— Work to do —
Your output is the line containing "Could you please indicate the curb" plus all lines after it to the end of the records, reproduced exactly, with nothing else.

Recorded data
○ ○ ○ ○ ○

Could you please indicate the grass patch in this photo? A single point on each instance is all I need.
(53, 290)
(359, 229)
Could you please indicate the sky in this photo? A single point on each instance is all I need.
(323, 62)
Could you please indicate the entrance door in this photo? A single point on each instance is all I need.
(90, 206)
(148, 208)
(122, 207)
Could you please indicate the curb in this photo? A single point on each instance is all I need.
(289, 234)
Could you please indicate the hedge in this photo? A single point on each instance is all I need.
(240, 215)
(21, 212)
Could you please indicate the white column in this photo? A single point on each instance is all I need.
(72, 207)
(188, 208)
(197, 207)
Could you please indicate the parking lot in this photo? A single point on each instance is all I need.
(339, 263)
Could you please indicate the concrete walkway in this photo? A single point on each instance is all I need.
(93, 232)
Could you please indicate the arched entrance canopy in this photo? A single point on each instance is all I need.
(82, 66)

○ ○ ○ ○ ○

— Exercise answer —
Could you please indicate the curb in this photo? A single point on each instance is all I need.
(289, 234)
Could you please indicate the hedge in this photo? A single point on each instance is all I need.
(240, 215)
(21, 212)
Could you please indicate the white column in this photo? A single point on each instance is all I need.
(72, 207)
(188, 208)
(197, 207)
Could you please indicate the parking lot in this photo? A single point on each instance is all I need.
(339, 263)
Could you please indicate the concrete walkway in this photo? A single point on each instance is all I need.
(93, 232)
Could you please indicate the arched entrance canopy in this photo? A single point on each instance is all I need.
(82, 66)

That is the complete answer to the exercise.